Testo fornito.

####

La Corte di Giustizia dell'Unione Europea, con la sentenza del 14 settembre 2023, a conclusione del giudizio C-113/22, ha riacceso i riflettori sulla parità di trattamento tra i sessi. Ma, questa volta, per tutelare i padri che percepiscono una pensione di invalidità.
Con essa, infatti, la Spagna è stata obbligata a riconoscere anche in loro favore l'integrazione “per maternità”, che scatta in presenza di due o più figli, biologici o adottivi. Pena: la configurabilità di una discriminazione diretta basata sul sesso, in violazione della direttiva 79/7/CEE del 19 dicembre 1978 in materia di sicurezza sociale.
Sono due i più importanti punti su cui questa pronuncia ci provoca.
La discriminazione a rovescia
Il primo attiene alla chiara legittimità dell'orientamento della Corte di Giustizia.
Contro l'accusa di squilibrio in favore del sesso maschile, soccorrono infatti i criteri che i giudici europei hanno già utilizzato per respingere quella di “discriminazione a rovescia”, quando hanno riconosciuto speciali garanzie alle lavoratrici.
In sintesi, esse sono sempre legittime quando: sono le più efficaci a fronte di costi ragionevoli, il pregiudizio arrecato ai soggetti “non favoriti” non è sproporzionato ed eccessivo e non ledono alcun fondamentale diritto dei terzi.
È questo il ragionamento che, ad esempio, ha retto la scelta dei giudici europei nel 1997 quando con la sentenza Marshall, ad epilogo della causa 409/95, hanno dichiarato legittima la norma nazionale che impone di riconoscere la precedenza nella carriera alle candidate nei settori a bassa occupazione femminile.

####

Voci dei dati.
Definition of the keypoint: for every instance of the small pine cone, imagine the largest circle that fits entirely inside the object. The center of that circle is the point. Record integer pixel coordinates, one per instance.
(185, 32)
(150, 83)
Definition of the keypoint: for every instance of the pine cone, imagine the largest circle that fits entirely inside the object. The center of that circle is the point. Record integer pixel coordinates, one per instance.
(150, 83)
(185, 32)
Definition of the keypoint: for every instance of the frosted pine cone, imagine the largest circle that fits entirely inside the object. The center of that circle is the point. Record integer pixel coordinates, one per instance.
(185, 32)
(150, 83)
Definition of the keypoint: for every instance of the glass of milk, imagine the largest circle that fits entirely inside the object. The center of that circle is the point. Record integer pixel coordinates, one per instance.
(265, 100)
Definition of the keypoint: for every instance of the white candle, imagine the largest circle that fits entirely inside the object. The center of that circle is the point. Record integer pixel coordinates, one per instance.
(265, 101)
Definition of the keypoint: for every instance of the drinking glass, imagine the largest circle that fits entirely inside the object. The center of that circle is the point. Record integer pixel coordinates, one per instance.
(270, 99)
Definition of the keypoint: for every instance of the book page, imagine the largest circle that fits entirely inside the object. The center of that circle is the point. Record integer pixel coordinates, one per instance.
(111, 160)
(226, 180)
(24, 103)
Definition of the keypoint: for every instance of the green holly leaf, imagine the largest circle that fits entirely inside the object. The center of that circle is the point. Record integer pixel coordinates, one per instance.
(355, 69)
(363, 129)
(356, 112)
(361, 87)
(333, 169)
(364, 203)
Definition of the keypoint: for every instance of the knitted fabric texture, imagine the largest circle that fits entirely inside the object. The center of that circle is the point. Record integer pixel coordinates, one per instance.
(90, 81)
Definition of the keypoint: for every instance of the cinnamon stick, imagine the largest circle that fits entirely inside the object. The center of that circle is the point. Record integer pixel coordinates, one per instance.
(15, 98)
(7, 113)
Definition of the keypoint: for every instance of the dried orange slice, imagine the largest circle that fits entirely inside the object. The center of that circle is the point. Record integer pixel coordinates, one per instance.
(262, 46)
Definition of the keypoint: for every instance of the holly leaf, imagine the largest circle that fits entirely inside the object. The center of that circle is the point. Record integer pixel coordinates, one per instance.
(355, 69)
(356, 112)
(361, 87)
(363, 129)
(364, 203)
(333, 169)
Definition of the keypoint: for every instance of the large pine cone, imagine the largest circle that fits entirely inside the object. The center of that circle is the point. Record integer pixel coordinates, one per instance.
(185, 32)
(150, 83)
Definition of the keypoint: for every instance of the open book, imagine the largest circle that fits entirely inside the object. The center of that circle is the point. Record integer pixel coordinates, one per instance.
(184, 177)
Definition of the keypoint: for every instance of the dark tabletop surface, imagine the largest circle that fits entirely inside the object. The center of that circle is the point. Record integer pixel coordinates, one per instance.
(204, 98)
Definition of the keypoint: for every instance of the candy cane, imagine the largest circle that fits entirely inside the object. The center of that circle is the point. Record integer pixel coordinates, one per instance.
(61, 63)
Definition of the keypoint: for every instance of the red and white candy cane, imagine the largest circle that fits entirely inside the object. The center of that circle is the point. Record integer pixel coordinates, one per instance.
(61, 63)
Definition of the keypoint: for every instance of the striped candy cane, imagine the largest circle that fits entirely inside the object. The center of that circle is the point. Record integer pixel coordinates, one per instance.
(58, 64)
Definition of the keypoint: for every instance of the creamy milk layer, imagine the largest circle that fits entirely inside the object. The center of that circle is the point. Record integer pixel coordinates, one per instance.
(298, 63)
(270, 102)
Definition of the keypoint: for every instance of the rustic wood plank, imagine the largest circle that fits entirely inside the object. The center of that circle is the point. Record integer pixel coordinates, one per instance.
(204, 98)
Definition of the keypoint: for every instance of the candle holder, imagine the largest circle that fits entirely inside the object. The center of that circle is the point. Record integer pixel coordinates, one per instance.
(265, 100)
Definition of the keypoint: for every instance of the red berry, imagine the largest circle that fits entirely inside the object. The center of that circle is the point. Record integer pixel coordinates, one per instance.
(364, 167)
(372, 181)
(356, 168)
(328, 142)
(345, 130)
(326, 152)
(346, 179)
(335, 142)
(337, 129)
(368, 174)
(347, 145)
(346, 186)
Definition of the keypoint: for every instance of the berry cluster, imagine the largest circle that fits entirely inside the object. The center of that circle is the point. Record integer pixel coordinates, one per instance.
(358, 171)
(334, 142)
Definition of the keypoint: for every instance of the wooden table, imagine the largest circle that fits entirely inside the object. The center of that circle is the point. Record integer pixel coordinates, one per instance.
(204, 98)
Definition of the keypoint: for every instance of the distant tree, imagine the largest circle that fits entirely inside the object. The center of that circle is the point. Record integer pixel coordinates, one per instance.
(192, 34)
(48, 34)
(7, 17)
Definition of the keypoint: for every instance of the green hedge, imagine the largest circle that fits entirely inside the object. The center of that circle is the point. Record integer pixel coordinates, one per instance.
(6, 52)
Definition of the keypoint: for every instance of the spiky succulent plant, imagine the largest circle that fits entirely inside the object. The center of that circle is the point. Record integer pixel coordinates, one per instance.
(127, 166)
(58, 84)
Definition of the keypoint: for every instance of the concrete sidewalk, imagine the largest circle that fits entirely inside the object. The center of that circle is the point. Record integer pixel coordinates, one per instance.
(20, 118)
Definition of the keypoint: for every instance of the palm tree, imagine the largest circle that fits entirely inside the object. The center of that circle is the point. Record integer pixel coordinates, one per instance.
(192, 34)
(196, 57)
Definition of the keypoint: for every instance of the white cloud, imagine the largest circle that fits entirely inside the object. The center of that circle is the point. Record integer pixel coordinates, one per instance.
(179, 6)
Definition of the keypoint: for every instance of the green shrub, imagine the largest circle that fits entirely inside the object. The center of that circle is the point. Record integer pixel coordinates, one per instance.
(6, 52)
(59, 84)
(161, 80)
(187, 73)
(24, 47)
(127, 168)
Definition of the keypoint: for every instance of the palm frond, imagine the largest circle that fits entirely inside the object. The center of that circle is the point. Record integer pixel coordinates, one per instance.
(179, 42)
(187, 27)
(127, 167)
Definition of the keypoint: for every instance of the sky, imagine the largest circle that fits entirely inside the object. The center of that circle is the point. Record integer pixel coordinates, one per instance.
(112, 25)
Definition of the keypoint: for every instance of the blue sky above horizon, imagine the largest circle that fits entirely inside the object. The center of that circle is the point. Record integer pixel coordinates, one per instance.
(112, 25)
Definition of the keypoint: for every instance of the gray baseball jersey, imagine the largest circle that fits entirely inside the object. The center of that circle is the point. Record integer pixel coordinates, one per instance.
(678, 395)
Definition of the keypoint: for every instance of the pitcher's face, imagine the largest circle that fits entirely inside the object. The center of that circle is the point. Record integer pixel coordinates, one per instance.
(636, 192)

####

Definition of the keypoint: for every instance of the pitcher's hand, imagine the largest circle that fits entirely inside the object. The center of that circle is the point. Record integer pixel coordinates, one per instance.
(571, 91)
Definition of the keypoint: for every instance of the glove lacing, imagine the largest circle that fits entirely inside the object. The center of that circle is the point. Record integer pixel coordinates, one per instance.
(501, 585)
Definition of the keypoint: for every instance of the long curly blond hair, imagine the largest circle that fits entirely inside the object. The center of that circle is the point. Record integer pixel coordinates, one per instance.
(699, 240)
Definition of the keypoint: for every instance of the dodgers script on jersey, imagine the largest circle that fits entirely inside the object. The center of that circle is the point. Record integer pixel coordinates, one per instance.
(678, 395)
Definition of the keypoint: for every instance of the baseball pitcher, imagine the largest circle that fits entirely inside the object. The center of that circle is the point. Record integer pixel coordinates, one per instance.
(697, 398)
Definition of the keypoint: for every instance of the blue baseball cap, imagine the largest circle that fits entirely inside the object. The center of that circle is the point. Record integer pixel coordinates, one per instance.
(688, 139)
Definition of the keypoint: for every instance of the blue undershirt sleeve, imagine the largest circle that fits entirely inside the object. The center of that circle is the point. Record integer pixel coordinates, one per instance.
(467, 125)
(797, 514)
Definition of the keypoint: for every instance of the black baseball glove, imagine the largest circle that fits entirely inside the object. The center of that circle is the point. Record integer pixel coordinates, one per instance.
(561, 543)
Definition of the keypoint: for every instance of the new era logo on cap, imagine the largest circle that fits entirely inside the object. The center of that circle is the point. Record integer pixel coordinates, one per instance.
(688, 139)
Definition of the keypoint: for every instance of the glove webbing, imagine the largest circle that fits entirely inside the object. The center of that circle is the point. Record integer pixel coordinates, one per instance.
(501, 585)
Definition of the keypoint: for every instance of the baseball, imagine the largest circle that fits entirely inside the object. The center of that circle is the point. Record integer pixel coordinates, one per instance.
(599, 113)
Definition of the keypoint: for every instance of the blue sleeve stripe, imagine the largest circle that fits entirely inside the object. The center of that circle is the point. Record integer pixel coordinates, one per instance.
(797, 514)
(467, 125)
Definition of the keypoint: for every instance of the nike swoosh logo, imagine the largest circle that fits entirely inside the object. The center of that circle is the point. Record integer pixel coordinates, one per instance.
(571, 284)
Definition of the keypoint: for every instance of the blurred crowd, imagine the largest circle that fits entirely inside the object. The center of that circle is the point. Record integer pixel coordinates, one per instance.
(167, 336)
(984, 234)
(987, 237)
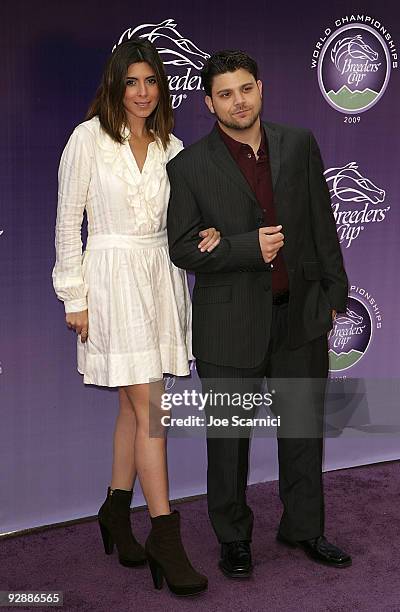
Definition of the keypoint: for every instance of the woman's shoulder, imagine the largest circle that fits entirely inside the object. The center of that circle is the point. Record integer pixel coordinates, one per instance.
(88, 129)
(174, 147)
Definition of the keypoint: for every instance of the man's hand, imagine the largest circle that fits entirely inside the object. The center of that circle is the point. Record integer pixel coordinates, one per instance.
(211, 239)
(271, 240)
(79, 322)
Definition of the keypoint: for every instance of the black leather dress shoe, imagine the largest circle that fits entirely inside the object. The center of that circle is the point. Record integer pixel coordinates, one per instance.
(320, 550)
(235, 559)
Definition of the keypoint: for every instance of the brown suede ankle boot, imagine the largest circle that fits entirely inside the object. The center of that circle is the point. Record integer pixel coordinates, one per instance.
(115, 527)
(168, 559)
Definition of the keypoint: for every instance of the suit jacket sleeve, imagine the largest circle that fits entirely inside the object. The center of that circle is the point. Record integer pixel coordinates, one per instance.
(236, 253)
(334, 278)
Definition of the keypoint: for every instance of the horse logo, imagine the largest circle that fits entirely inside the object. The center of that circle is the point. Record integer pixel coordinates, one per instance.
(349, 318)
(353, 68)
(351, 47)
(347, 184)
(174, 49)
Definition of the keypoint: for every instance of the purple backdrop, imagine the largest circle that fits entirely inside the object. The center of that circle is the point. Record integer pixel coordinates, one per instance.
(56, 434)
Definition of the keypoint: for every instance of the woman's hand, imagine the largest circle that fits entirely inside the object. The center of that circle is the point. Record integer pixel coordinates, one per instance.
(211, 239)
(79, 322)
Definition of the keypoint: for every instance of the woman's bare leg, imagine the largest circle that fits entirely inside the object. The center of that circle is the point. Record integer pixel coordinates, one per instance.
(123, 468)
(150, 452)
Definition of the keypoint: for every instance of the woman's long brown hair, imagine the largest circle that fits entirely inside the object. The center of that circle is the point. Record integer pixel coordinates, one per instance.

####

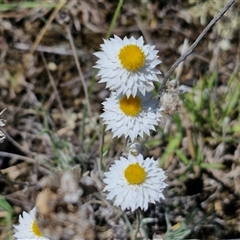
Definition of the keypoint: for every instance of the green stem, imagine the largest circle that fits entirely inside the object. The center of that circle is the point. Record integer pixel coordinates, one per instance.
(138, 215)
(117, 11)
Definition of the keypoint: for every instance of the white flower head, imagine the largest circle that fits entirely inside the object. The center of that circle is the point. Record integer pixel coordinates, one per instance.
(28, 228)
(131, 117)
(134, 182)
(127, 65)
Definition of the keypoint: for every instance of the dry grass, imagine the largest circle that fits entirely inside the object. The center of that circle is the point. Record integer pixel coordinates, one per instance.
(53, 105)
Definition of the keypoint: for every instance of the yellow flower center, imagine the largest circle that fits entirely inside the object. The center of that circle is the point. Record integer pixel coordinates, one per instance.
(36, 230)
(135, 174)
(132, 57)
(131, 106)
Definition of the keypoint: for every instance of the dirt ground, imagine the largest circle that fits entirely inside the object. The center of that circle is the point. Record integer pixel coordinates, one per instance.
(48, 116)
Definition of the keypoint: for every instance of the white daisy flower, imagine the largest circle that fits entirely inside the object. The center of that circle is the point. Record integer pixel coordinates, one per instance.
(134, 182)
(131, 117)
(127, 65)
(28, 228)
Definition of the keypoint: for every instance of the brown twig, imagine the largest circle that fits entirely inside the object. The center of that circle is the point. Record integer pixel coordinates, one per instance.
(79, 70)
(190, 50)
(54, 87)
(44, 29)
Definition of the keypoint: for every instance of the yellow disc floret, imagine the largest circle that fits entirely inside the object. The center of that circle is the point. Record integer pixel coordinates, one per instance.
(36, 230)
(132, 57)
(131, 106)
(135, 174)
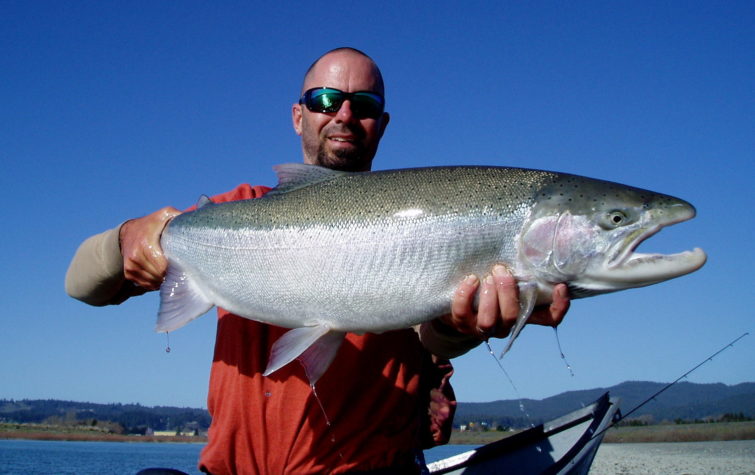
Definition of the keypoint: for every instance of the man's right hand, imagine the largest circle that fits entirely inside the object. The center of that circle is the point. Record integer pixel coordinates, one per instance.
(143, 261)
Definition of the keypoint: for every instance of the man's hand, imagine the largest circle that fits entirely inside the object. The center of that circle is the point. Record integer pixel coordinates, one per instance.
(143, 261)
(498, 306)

####

Consegna. Restituisci per intero, senza alcuna modifica, il testo sulla sentenza della Corte di Giustizia che estende ai padri pensionati per invalidità l'integrazione per maternità.

Soluzione.
La Corte di Giustizia dell'Unione Europea, con la sentenza del 14 settembre 2023, a conclusione del giudizio C-113/22, ha riacceso i riflettori sulla parità di trattamento tra i sessi. Ma, questa volta, per tutelare i padri che percepiscono una pensione di invalidità.
Con essa, infatti, la Spagna è stata obbligata a riconoscere anche in loro favore l'integrazione “per maternità”, che scatta in presenza di due o più figli, biologici o adottivi. Pena: la configurabilità di una discriminazione diretta basata sul sesso, in violazione della direttiva 79/7/CEE del 19 dicembre 1978 in materia di sicurezza sociale.
Sono due i più importanti punti su cui questa pronuncia ci provoca.
La discriminazione a rovescia
Il primo attiene alla chiara legittimità dell'orientamento della Corte di Giustizia.
Contro l'accusa di squilibrio in favore del sesso maschile, soccorrono infatti i criteri che i giudici europei hanno già utilizzato per respingere quella di “discriminazione a rovescia”, quando hanno riconosciuto speciali garanzie alle lavoratrici.
In sintesi, esse sono sempre legittime quando: sono le più efficaci a fronte di costi ragionevoli, il pregiudizio arrecato ai soggetti “non favoriti” non è sproporzionato ed eccessivo e non ledono alcun fondamentale diritto dei terzi.
È questo il ragionamento che, ad esempio, ha retto la scelta dei giudici europei nel 1997 quando con la sentenza Marshall, ad epilogo della causa 409/95, hanno dichiarato legittima la norma nazionale che impone di riconoscere la precedenza nella carriera alle candidate nei settori a bassa occupazione femminile.